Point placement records

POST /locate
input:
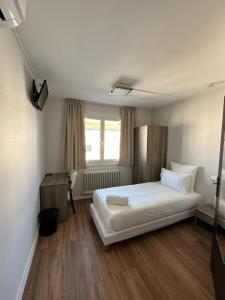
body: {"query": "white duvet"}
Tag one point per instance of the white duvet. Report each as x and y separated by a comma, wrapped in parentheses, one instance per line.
(147, 202)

Aim of the exercise
Which lines of the material above contain the word "duvet"? Show each of them in full.

The solution
body: {"query": "white duvet"}
Tag one point per instance of the white duvet. Report each as x and y separated by a comma, wrapped in parentheses, one instance per line.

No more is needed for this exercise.